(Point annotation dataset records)
* * * * *
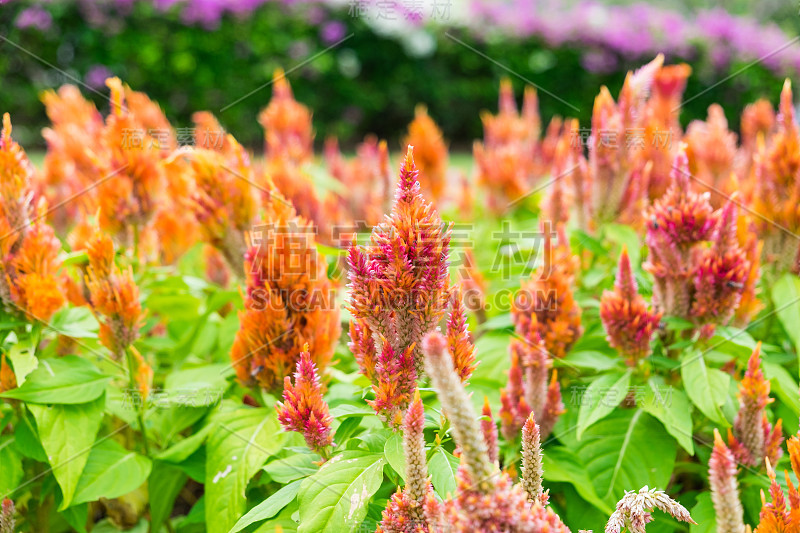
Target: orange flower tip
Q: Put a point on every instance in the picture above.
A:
(434, 344)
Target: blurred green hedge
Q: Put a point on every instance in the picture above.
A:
(367, 84)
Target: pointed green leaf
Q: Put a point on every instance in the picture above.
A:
(335, 499)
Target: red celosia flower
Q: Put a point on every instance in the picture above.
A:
(289, 301)
(399, 281)
(114, 296)
(753, 437)
(721, 273)
(430, 152)
(629, 324)
(724, 487)
(303, 409)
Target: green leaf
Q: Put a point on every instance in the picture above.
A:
(560, 464)
(443, 466)
(67, 433)
(670, 406)
(111, 472)
(703, 513)
(629, 448)
(269, 507)
(237, 448)
(65, 380)
(164, 484)
(786, 297)
(706, 387)
(335, 499)
(75, 322)
(11, 472)
(294, 467)
(395, 454)
(24, 361)
(601, 398)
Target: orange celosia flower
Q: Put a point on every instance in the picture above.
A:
(29, 267)
(289, 301)
(303, 408)
(430, 152)
(510, 157)
(366, 181)
(545, 304)
(753, 437)
(711, 148)
(114, 296)
(776, 196)
(629, 324)
(8, 380)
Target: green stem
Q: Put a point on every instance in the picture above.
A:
(140, 409)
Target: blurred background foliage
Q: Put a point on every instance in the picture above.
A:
(206, 55)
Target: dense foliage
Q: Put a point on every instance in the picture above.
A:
(367, 78)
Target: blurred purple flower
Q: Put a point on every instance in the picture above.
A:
(34, 17)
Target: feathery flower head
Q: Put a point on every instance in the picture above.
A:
(633, 510)
(506, 508)
(532, 470)
(711, 149)
(458, 408)
(114, 296)
(628, 322)
(431, 152)
(459, 341)
(7, 521)
(489, 430)
(8, 380)
(753, 438)
(682, 215)
(303, 409)
(133, 155)
(725, 488)
(287, 124)
(399, 281)
(721, 273)
(289, 300)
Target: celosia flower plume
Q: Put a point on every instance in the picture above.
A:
(114, 296)
(725, 488)
(303, 409)
(398, 293)
(289, 300)
(753, 438)
(29, 280)
(545, 303)
(629, 324)
(430, 152)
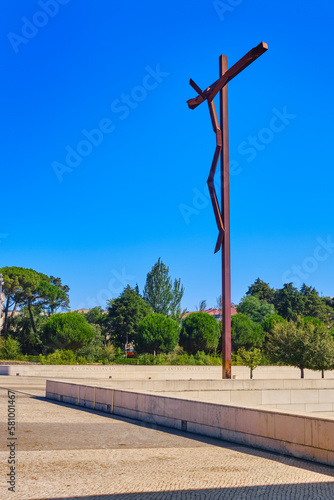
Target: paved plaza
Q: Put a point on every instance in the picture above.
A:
(69, 452)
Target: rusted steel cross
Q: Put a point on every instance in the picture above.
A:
(222, 214)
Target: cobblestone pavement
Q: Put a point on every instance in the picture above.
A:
(66, 452)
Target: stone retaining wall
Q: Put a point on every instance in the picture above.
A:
(298, 435)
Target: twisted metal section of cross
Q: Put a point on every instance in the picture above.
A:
(209, 95)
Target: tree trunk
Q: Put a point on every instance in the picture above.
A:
(5, 326)
(12, 315)
(31, 318)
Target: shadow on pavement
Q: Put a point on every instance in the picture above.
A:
(269, 455)
(307, 491)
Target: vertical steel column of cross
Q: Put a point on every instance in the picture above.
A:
(225, 209)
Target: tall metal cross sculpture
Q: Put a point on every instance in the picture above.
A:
(222, 213)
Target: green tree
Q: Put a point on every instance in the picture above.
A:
(321, 344)
(261, 290)
(288, 302)
(245, 333)
(157, 334)
(314, 305)
(200, 332)
(161, 294)
(28, 288)
(269, 322)
(306, 343)
(20, 328)
(68, 330)
(92, 352)
(96, 316)
(251, 358)
(125, 314)
(255, 308)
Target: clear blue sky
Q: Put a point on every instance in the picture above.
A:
(102, 219)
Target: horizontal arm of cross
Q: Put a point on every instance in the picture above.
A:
(213, 90)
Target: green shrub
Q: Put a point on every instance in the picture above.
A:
(157, 334)
(9, 348)
(59, 358)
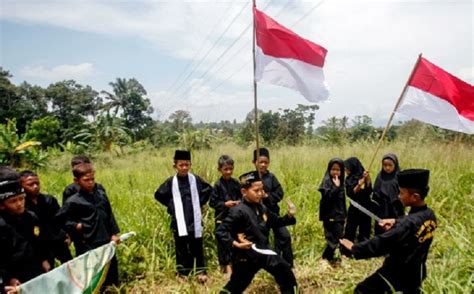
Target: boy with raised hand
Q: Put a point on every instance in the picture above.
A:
(45, 207)
(73, 188)
(23, 251)
(246, 230)
(88, 218)
(183, 195)
(273, 195)
(226, 194)
(406, 241)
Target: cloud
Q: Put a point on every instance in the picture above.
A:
(60, 72)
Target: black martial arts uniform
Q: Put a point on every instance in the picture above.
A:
(355, 218)
(332, 209)
(95, 214)
(274, 191)
(407, 245)
(224, 190)
(189, 249)
(255, 221)
(45, 209)
(387, 203)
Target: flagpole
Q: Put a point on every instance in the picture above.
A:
(393, 112)
(255, 83)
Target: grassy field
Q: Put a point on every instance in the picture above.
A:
(147, 262)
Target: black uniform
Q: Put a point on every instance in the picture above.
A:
(45, 209)
(355, 218)
(407, 245)
(224, 190)
(275, 194)
(189, 249)
(73, 188)
(25, 245)
(332, 209)
(255, 221)
(95, 214)
(386, 192)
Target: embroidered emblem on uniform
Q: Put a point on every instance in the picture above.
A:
(36, 231)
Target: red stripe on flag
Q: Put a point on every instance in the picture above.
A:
(277, 41)
(438, 82)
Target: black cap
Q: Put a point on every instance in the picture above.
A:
(414, 179)
(247, 179)
(182, 155)
(10, 188)
(262, 152)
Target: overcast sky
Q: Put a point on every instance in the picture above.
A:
(196, 55)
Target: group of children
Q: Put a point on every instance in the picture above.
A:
(35, 231)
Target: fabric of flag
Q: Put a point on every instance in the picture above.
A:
(84, 274)
(437, 97)
(283, 58)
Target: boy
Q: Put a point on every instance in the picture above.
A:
(273, 195)
(23, 252)
(406, 241)
(88, 218)
(184, 194)
(73, 188)
(247, 227)
(45, 207)
(226, 195)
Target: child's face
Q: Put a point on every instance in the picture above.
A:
(31, 185)
(388, 166)
(14, 205)
(254, 193)
(262, 164)
(335, 170)
(226, 171)
(182, 167)
(87, 182)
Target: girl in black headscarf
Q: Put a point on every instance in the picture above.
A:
(332, 208)
(358, 188)
(387, 203)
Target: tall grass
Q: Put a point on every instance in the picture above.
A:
(147, 262)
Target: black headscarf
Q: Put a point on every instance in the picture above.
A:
(387, 183)
(327, 182)
(356, 168)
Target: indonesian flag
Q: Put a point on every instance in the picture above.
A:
(436, 97)
(285, 59)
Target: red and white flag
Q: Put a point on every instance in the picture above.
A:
(437, 97)
(283, 58)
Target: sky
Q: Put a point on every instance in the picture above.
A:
(196, 55)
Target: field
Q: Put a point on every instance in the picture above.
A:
(147, 262)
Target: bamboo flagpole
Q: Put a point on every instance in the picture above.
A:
(393, 113)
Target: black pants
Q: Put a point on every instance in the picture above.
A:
(376, 283)
(333, 231)
(244, 270)
(357, 220)
(224, 254)
(283, 244)
(189, 254)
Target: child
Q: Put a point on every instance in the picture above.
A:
(332, 208)
(88, 218)
(406, 241)
(184, 194)
(358, 188)
(45, 207)
(24, 254)
(73, 188)
(246, 227)
(274, 194)
(386, 190)
(226, 194)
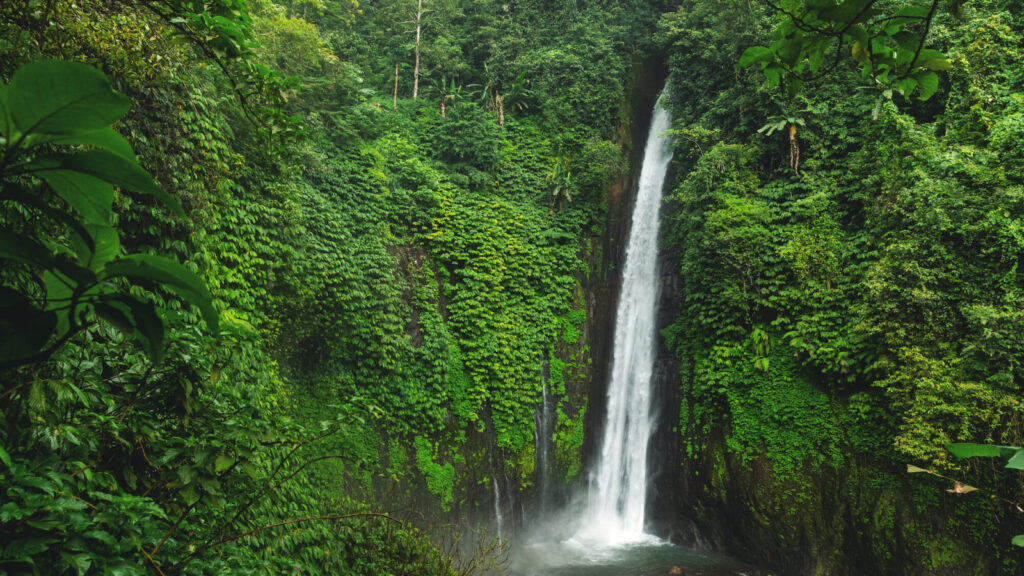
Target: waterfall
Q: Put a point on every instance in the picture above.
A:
(619, 486)
(499, 519)
(544, 429)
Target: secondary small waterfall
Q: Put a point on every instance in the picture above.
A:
(544, 429)
(499, 517)
(619, 487)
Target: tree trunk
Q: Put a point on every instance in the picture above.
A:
(416, 71)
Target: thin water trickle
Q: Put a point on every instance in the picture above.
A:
(544, 430)
(499, 518)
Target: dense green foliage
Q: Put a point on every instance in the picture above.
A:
(852, 298)
(264, 312)
(382, 281)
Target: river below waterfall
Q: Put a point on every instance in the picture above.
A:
(651, 558)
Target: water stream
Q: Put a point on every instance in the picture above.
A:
(605, 535)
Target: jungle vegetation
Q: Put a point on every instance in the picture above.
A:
(282, 280)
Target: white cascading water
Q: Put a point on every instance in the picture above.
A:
(619, 489)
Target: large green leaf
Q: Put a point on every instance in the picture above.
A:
(929, 82)
(15, 194)
(104, 246)
(92, 197)
(132, 316)
(24, 328)
(24, 249)
(62, 97)
(172, 276)
(756, 54)
(105, 138)
(1017, 460)
(110, 167)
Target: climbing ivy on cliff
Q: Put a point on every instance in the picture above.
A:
(851, 293)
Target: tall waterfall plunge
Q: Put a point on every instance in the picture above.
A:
(619, 487)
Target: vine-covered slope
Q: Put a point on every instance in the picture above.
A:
(395, 278)
(851, 298)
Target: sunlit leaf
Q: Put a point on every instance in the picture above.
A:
(62, 97)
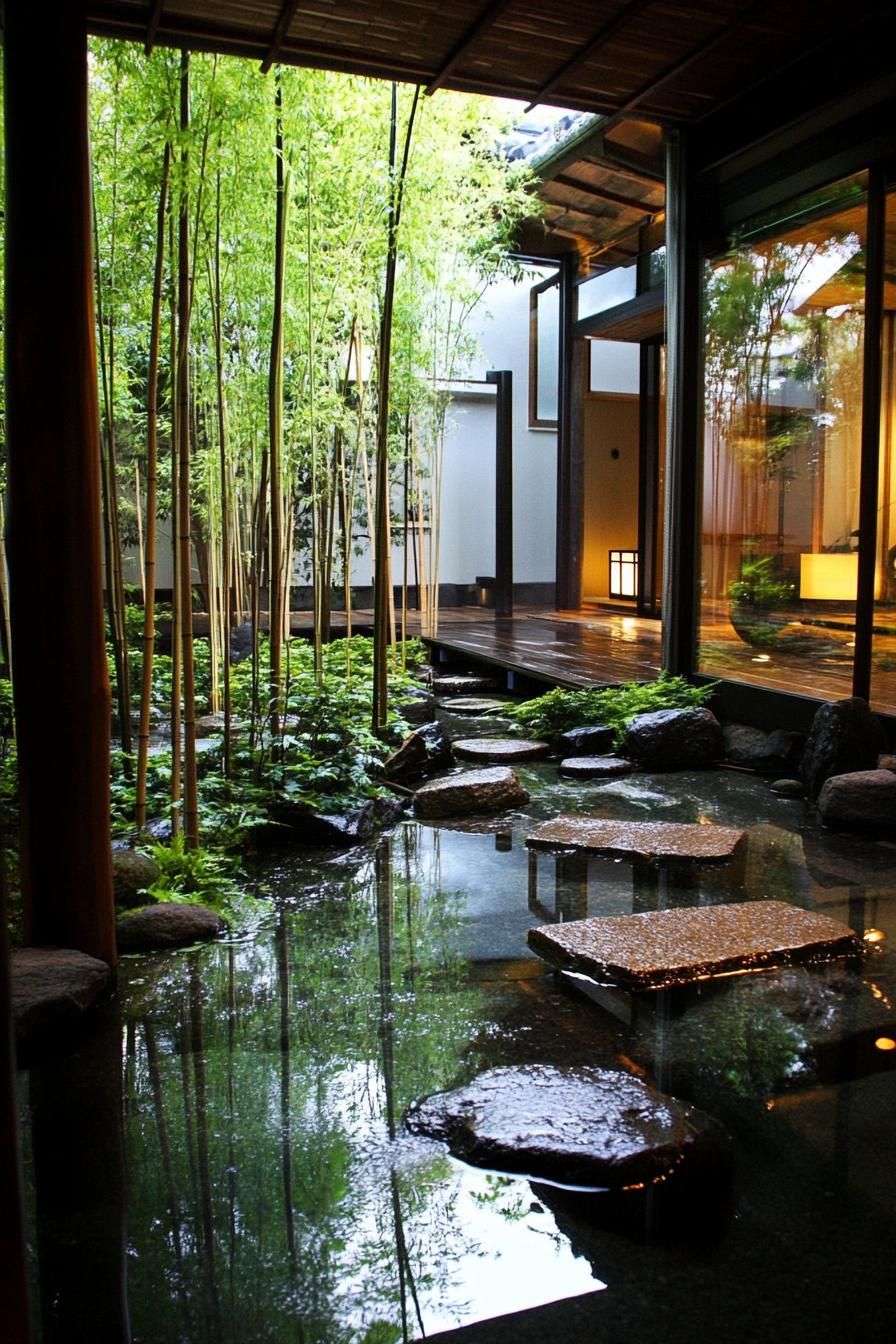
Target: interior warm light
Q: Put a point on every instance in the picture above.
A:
(829, 575)
(623, 574)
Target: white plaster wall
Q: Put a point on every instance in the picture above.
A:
(501, 325)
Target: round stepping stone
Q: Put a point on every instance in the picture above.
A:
(594, 768)
(590, 1128)
(500, 749)
(51, 987)
(167, 925)
(470, 792)
(473, 704)
(462, 683)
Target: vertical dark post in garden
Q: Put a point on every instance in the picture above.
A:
(503, 491)
(54, 536)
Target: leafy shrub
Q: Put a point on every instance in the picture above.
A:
(614, 707)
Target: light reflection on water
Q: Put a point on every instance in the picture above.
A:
(272, 1192)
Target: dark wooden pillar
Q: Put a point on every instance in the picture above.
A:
(503, 491)
(571, 387)
(58, 645)
(684, 397)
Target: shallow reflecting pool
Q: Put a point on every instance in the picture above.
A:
(266, 1188)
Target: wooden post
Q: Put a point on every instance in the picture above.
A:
(503, 491)
(54, 536)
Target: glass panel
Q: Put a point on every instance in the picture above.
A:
(606, 290)
(883, 680)
(782, 445)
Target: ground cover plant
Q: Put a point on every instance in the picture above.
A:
(614, 707)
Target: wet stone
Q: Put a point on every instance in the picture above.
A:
(462, 684)
(167, 925)
(668, 948)
(589, 1128)
(51, 987)
(594, 768)
(472, 704)
(469, 792)
(638, 839)
(500, 749)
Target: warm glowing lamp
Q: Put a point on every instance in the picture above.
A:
(829, 575)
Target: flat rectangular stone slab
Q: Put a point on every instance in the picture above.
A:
(668, 948)
(638, 839)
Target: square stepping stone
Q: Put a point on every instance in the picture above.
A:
(638, 839)
(668, 948)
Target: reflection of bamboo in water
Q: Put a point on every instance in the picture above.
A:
(202, 1144)
(384, 928)
(282, 988)
(164, 1145)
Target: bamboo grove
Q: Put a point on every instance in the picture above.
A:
(285, 265)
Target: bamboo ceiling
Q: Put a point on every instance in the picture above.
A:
(669, 61)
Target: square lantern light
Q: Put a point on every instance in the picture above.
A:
(623, 573)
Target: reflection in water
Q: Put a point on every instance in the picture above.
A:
(273, 1194)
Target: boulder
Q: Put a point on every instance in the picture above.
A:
(51, 987)
(844, 737)
(594, 768)
(589, 1128)
(673, 739)
(167, 925)
(331, 829)
(421, 753)
(470, 792)
(863, 800)
(500, 749)
(767, 753)
(589, 741)
(132, 874)
(415, 706)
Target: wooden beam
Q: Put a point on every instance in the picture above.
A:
(589, 50)
(286, 15)
(477, 30)
(152, 27)
(54, 534)
(613, 196)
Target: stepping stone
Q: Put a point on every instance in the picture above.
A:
(473, 704)
(167, 925)
(589, 1128)
(51, 987)
(462, 683)
(501, 749)
(638, 839)
(594, 768)
(469, 792)
(668, 948)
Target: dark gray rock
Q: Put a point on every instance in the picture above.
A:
(673, 739)
(585, 1126)
(844, 737)
(417, 706)
(594, 768)
(331, 829)
(422, 751)
(863, 800)
(51, 987)
(470, 792)
(500, 749)
(589, 741)
(167, 925)
(132, 874)
(766, 753)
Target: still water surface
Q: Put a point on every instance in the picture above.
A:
* * * * *
* What is required *
Only the lines from the one that contains "Target: boulder" to the end of the data should be output, exactly as they appear.

* Answer *
Target: boulder
Q: Put a point on every instance in the picture above.
A:
(51, 987)
(844, 737)
(594, 768)
(589, 1128)
(673, 739)
(167, 925)
(331, 829)
(421, 753)
(470, 792)
(863, 800)
(500, 749)
(767, 753)
(589, 741)
(132, 874)
(415, 706)
Target: wooden beam
Q: Put a point on every instance in the picture above.
A:
(589, 50)
(286, 15)
(477, 30)
(152, 27)
(54, 534)
(613, 196)
Target: stepping stone
Q: Put a point on every instance in the picture above.
A:
(473, 704)
(167, 925)
(589, 1128)
(51, 987)
(462, 683)
(501, 749)
(638, 839)
(594, 768)
(469, 792)
(668, 948)
Target: dark gray rock
Q: Put a point on every instance in the picture above.
A:
(673, 739)
(585, 1126)
(844, 737)
(417, 706)
(594, 768)
(331, 829)
(422, 751)
(863, 800)
(51, 987)
(470, 792)
(500, 749)
(589, 741)
(167, 925)
(132, 874)
(766, 753)
Target: still water surface
Q: Put a point on every instance in the picture above.
A:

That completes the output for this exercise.